What is expected
Each line from the one containing "Where can you spot the navy" through the final line of the records is to be repeated exactly, with no additions.

(Collection entries)

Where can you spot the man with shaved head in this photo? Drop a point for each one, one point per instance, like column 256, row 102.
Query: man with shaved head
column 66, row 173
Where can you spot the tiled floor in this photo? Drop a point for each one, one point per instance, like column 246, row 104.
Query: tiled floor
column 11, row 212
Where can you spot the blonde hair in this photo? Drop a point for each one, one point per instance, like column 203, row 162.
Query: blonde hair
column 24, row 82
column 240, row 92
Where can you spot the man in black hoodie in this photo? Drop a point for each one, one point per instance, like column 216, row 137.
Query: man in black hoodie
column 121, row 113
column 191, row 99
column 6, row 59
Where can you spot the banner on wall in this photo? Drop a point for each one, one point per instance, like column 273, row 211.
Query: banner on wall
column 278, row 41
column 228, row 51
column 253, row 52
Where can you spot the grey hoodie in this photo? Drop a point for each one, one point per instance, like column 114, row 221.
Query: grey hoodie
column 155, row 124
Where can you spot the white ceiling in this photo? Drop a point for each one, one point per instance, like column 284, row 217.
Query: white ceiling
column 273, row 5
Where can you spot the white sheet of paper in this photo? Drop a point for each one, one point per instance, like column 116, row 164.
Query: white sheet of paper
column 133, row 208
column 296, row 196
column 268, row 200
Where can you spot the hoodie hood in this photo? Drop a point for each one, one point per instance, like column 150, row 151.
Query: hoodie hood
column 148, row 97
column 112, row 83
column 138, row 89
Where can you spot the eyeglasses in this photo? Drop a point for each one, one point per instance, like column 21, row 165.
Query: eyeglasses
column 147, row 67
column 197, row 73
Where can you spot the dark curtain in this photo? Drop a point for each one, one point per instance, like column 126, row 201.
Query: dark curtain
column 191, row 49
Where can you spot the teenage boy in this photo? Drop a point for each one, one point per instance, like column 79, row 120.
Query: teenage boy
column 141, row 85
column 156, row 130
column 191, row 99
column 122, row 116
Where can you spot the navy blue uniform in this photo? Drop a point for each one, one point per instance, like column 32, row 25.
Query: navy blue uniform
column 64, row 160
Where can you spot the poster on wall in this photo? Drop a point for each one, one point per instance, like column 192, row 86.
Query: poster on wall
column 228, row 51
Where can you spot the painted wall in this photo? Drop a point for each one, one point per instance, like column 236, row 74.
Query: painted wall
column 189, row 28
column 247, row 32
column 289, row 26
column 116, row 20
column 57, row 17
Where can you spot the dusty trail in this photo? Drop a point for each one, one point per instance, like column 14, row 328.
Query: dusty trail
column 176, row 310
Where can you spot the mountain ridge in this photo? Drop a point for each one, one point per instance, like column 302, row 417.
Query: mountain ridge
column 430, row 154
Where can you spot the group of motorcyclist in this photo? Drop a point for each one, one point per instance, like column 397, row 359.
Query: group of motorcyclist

Reply to the exercise
Where can you spot the navy blue uniform in this photo? Drop a point for each one, one point per instance, like column 32, row 25.
Query: navy blue uniform
column 64, row 160
Where can you spot the poster on wall in this photo? Drop a point for each one, one point per instance, like column 192, row 86.
Query: poster on wall
column 228, row 51
Where can you spot the painted wall in this photo? Drop a point for each one, one point per instance, like column 236, row 74.
Query: painted wall
column 189, row 28
column 247, row 32
column 289, row 26
column 116, row 20
column 57, row 17
Where can you spot the dusty trail in this photo? Drop a point for each one, one point per instance, like column 14, row 328.
Query: dusty trail
column 176, row 310
Where can you spot the mountain ridge in this photo? Drop a point for each one, one point per instance, like column 302, row 417.
Query: mountain ridge
column 430, row 154
Where can you spot the group of motorcyclist in this photo? Drop a point for each one, one point per instance, like column 397, row 359.
Query: group of motorcyclist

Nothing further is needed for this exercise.